__Consegna__
Estrai dalle voci qui sotto ogni riga che contiene la stringa "woman", distinguendo tra maiuscole e minuscole.

▬▬▬

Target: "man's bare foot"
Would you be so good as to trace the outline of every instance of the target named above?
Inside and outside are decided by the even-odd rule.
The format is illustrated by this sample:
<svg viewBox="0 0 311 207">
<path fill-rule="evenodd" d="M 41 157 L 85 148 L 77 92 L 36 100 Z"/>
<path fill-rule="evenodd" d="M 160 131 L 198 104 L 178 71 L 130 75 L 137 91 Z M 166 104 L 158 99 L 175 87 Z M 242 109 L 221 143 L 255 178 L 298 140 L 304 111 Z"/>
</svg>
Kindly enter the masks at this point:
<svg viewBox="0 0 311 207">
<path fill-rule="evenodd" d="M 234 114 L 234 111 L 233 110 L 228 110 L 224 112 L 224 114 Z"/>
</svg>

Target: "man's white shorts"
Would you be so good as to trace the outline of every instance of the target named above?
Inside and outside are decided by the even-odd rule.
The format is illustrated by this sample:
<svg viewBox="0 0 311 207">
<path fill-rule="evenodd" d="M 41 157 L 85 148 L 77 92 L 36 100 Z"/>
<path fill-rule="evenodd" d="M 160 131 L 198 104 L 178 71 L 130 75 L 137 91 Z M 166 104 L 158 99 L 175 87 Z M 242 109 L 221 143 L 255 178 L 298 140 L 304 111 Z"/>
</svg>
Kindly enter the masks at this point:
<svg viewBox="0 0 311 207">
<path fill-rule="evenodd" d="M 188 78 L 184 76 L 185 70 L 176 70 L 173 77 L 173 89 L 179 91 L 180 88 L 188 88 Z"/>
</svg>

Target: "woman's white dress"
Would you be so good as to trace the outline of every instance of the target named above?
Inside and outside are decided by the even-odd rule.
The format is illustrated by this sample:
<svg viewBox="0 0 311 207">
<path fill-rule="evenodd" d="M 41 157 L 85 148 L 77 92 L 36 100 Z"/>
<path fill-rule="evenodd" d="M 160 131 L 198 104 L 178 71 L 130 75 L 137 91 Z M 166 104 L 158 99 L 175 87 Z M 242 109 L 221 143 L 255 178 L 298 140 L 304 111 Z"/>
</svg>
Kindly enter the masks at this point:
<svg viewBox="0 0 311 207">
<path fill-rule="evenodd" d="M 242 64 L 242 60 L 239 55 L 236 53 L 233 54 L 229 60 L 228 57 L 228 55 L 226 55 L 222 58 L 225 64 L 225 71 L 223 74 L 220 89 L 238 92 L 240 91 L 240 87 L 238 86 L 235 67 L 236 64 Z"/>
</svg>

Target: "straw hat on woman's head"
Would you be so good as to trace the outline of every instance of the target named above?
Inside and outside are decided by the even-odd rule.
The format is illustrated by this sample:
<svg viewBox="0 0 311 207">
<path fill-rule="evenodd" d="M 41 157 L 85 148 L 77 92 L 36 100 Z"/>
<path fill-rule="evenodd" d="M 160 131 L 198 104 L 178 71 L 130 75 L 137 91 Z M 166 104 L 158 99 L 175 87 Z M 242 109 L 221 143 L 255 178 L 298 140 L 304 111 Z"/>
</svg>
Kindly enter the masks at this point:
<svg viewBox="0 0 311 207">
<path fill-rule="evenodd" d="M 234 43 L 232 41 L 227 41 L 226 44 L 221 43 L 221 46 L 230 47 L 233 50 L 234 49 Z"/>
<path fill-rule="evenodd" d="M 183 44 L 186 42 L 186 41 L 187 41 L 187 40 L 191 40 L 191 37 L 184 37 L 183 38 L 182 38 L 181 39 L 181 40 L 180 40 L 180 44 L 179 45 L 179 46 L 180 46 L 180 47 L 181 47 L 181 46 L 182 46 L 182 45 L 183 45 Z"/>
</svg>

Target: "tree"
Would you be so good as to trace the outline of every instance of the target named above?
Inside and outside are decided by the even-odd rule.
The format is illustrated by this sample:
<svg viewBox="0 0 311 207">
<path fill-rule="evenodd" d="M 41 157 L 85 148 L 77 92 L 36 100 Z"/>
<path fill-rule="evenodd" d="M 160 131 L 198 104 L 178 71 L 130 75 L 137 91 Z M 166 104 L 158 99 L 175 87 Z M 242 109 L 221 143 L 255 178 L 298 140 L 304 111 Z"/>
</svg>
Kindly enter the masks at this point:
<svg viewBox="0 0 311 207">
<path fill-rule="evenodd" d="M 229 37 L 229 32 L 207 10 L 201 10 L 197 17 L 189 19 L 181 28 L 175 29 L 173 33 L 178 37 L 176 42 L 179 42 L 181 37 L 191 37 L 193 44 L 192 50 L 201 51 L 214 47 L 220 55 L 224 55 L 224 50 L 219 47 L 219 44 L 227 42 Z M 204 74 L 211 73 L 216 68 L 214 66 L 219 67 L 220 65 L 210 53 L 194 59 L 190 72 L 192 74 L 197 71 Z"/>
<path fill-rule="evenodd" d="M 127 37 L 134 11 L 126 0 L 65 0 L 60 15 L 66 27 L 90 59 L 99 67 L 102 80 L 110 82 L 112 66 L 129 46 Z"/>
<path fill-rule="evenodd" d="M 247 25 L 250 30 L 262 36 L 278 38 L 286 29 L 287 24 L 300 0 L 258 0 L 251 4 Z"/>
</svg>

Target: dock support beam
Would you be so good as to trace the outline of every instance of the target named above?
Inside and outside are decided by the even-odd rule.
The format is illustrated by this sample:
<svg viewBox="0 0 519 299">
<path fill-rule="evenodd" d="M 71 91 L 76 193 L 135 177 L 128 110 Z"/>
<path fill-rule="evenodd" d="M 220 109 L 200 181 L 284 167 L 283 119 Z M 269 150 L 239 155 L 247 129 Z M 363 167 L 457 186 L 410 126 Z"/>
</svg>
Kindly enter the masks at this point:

▬▬▬

__Risposta__
Target: "woman's white dress"
Target: "straw hat on woman's head"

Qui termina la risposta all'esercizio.